• Work to complete: Only the lines from the one containing "Reviewer note: confirm that each instance of the wire" to the end of the records should be given again, word for word and in full.

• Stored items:
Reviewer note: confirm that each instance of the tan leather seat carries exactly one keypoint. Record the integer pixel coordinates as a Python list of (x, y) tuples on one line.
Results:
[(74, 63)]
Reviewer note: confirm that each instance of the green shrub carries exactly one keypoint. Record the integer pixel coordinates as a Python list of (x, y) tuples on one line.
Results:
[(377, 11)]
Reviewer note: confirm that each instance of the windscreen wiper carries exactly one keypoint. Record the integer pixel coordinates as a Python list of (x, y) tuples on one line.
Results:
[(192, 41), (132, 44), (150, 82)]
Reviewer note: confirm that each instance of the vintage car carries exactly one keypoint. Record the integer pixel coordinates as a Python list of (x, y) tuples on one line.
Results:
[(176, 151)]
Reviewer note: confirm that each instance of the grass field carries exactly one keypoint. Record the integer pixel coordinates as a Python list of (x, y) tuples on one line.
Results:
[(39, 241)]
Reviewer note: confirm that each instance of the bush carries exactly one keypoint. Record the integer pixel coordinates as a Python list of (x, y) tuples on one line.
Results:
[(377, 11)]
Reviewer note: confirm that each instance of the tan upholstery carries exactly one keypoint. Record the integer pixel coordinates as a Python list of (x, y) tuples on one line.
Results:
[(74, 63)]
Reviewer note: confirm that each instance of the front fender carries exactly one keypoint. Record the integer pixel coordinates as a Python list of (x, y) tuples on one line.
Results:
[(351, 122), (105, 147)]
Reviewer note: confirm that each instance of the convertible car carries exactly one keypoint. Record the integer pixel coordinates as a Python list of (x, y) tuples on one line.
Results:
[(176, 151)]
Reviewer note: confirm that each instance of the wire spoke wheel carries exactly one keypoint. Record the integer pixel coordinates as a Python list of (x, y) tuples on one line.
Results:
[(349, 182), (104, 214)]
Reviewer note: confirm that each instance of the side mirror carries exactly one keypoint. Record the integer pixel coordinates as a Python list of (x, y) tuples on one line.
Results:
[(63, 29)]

• Finished exercise:
Reviewer note: confirm that each instance of the wire spoke wheel carries exactly one keypoint. Record the integer pixel coordinates as a Python list of (x, y) tuples on one line.
Results:
[(349, 182), (104, 214)]
Reviewer note: confirm that each instance of the side mirror carries exactly one keypoint. Record the integer pixel coordinates as a Python list of (x, y) tuples on one line.
Results:
[(63, 29)]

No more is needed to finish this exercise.